**** EXTRACTED DATA ****
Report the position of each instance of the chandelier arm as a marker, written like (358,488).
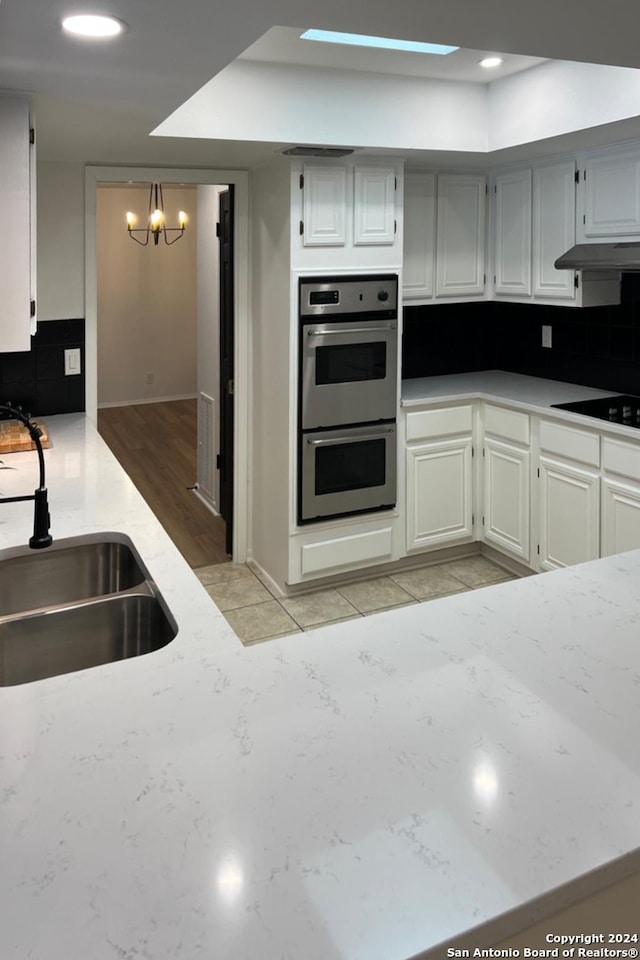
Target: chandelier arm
(142,243)
(180,231)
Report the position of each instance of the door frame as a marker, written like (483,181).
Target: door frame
(94,176)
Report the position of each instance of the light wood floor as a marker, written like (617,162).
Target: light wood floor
(156,445)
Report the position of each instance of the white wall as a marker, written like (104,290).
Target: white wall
(208,310)
(556,98)
(147,318)
(60,239)
(272,362)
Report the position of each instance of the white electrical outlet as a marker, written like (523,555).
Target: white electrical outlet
(72,365)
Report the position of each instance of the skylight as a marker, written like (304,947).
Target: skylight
(384,43)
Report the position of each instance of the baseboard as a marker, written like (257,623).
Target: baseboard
(135,403)
(208,504)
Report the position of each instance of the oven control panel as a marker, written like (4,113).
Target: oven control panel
(349,296)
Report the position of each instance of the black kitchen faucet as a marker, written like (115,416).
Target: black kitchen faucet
(41,519)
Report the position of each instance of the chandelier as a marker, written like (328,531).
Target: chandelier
(156,223)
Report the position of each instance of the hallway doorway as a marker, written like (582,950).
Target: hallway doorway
(155,443)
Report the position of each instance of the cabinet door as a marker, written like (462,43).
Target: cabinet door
(419,234)
(439,492)
(324,206)
(620,517)
(612,195)
(460,269)
(16,239)
(569,514)
(512,193)
(554,228)
(374,218)
(506,497)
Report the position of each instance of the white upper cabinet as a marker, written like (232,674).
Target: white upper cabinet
(374,205)
(612,194)
(554,217)
(345,215)
(512,193)
(17,264)
(419,234)
(324,207)
(460,248)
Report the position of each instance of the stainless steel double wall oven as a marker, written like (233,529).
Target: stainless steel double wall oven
(348,332)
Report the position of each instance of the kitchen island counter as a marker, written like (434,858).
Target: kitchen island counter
(364,791)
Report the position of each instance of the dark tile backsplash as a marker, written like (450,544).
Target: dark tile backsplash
(35,379)
(592,346)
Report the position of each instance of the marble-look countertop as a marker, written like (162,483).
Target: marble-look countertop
(499,384)
(364,791)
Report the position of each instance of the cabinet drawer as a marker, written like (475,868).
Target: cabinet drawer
(338,552)
(425,424)
(570,442)
(620,457)
(509,424)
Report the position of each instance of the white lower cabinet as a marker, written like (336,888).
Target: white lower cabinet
(506,497)
(340,547)
(620,517)
(439,477)
(569,503)
(620,529)
(439,493)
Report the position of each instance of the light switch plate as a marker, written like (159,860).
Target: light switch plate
(72,365)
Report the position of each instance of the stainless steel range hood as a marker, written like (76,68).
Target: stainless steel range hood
(601,256)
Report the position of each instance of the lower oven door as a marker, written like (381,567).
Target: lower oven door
(348,470)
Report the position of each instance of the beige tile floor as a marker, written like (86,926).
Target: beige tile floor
(256,614)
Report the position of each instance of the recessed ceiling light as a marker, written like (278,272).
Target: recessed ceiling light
(385,43)
(93,27)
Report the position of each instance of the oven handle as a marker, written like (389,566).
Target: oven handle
(337,333)
(336,440)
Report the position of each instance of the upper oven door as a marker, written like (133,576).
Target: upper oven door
(348,372)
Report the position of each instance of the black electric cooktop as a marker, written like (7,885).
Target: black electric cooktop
(617,409)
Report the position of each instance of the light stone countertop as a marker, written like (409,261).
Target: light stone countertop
(499,384)
(364,791)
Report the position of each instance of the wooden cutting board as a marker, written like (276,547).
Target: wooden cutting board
(14,437)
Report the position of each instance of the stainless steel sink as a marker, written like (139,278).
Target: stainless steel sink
(46,644)
(69,570)
(81,603)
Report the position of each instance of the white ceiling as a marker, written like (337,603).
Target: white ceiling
(99,102)
(283,45)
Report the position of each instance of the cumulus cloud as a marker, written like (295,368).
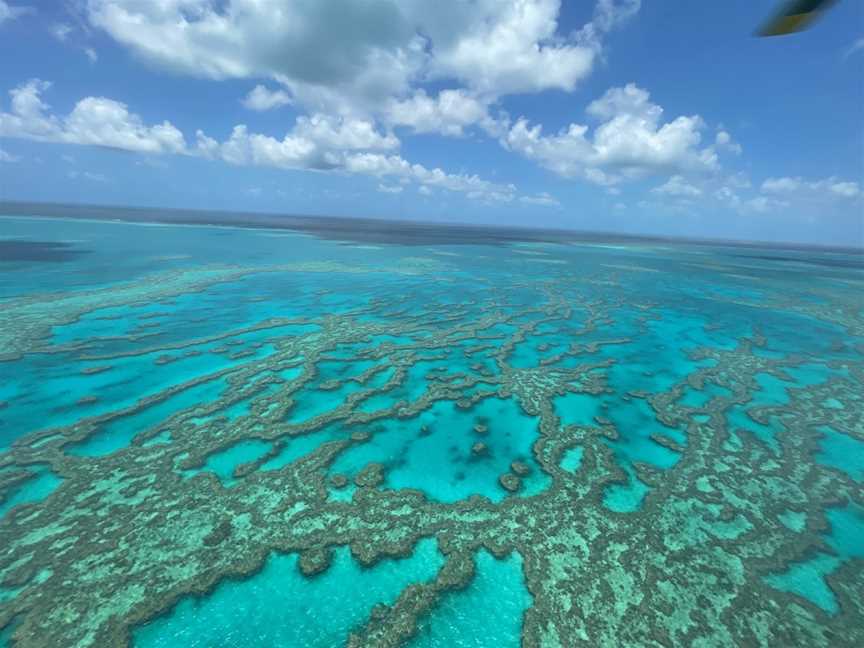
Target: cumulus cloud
(357,55)
(316,142)
(94,120)
(827,187)
(261,98)
(629,142)
(677,186)
(11,12)
(450,113)
(390,188)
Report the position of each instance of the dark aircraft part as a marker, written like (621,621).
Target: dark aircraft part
(794,16)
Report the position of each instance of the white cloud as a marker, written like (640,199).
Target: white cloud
(11,12)
(389,188)
(827,187)
(94,120)
(357,55)
(542,199)
(448,114)
(678,187)
(317,142)
(262,98)
(630,141)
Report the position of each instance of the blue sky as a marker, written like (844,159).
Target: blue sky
****
◆ **WRITTEN TASK**
The lines to repeat start at the one holding "Report the position of each instance of the light stone" and run through the last line of the records above; write them out exactly, both ends included, but not the pictures.

◆ **SOLUTION TO THIS TASK**
Report the position of each instance of the light stone countertop as a marker, written like (409,261).
Target: light stone countertop
(499,384)
(364,791)
Report the position of each instance of the wooden cutting board as a marker, written like (276,547).
Target: wooden cutting board
(14,437)
Report the position of each instance of the stainless steel sink as a marker, written like (139,278).
Target: stainless steel sink
(46,644)
(69,570)
(81,603)
Report the position of each instance of the white ceiling as a marker, written like (337,603).
Target: white ceiling
(99,102)
(283,45)
Report the position of each instance of the cumulus cloud as a marker, written like (295,368).
Target: cumulus cloud
(357,55)
(316,142)
(94,120)
(827,187)
(261,98)
(629,142)
(677,186)
(11,12)
(450,113)
(390,188)
Report the position of each instance of the dark aircraft part as a marker, written like (621,621).
Target: dark aircraft part
(794,16)
Report the position of each instance of the white cloud as a marker, written like (640,199).
Target: white cloud
(11,12)
(389,188)
(827,187)
(94,120)
(357,55)
(542,199)
(448,114)
(678,187)
(317,142)
(262,98)
(630,141)
Report the position of each instance of the blue sky as a marker, written like (844,159).
Target: blue sky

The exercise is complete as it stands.